Object pointing dataset rows
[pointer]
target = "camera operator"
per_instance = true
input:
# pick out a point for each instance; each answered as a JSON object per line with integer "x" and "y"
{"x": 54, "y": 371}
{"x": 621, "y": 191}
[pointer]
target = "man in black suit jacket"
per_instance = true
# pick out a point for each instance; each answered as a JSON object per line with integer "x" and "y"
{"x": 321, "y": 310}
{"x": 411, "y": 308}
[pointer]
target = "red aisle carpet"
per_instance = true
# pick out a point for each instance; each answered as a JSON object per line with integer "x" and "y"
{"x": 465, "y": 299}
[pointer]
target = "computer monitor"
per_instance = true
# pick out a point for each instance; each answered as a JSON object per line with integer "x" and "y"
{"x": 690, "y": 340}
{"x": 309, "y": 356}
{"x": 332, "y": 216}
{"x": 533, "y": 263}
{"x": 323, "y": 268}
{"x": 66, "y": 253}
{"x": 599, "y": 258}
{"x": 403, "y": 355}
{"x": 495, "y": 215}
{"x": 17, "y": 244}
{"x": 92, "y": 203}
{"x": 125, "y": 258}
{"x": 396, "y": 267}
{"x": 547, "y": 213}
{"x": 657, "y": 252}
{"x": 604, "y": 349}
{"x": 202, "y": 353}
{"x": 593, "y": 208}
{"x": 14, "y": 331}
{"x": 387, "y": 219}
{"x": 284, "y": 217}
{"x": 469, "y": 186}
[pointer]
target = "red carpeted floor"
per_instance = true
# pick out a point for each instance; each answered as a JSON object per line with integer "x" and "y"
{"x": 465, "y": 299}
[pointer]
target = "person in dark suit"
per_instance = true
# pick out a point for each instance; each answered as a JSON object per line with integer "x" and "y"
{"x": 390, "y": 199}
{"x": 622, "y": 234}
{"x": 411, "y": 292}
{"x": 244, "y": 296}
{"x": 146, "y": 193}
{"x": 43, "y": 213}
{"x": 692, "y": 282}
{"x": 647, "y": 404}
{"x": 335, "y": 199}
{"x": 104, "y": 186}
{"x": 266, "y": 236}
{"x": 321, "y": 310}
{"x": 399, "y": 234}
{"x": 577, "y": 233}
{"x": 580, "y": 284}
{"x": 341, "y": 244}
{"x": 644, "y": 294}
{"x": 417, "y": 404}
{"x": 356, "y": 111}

* _DIRECTIVE_:
Write every line of the material above again, exactly.

* _SOLUTION BELOW_:
[pointer]
target = "camera operator"
per_instance = true
input:
# pick out a point for each instance; each answered as a JSON object per line with integer "x" and "y"
{"x": 54, "y": 371}
{"x": 621, "y": 191}
[pointer]
target = "man in black suit jacket"
per_instance = true
# pick out a point for each instance; each answered as a JSON object per line with integer "x" and "y"
{"x": 321, "y": 310}
{"x": 411, "y": 308}
[pointer]
target = "red aisle carpet"
per_instance = true
# pick out a point for each instance; each answered as a JSON object per line with integer "x" and "y"
{"x": 465, "y": 299}
[pointer]
target = "computer monitor"
per_instance = true
# pick out a point for each instance; each answered as a JSON object per line with integer "x" and "y"
{"x": 690, "y": 340}
{"x": 309, "y": 356}
{"x": 332, "y": 216}
{"x": 533, "y": 263}
{"x": 323, "y": 268}
{"x": 66, "y": 253}
{"x": 599, "y": 258}
{"x": 403, "y": 355}
{"x": 495, "y": 215}
{"x": 17, "y": 244}
{"x": 92, "y": 203}
{"x": 125, "y": 258}
{"x": 396, "y": 267}
{"x": 547, "y": 213}
{"x": 657, "y": 252}
{"x": 604, "y": 349}
{"x": 202, "y": 353}
{"x": 593, "y": 208}
{"x": 14, "y": 331}
{"x": 387, "y": 219}
{"x": 284, "y": 217}
{"x": 469, "y": 186}
[pointer]
target = "red carpeted floor"
per_instance = true
# pick out a point for each instance; each answered as a JSON object per line with integer "x" and "y"
{"x": 465, "y": 299}
[pointer]
target = "person in dark suit"
per_instance = true
# pick out a point for each instance; each answered as a JSON object per line with integer "x" and "y"
{"x": 390, "y": 199}
{"x": 622, "y": 234}
{"x": 411, "y": 292}
{"x": 244, "y": 296}
{"x": 146, "y": 193}
{"x": 43, "y": 213}
{"x": 692, "y": 282}
{"x": 647, "y": 404}
{"x": 335, "y": 199}
{"x": 104, "y": 186}
{"x": 266, "y": 236}
{"x": 321, "y": 310}
{"x": 399, "y": 234}
{"x": 577, "y": 233}
{"x": 580, "y": 284}
{"x": 341, "y": 244}
{"x": 644, "y": 294}
{"x": 417, "y": 404}
{"x": 356, "y": 111}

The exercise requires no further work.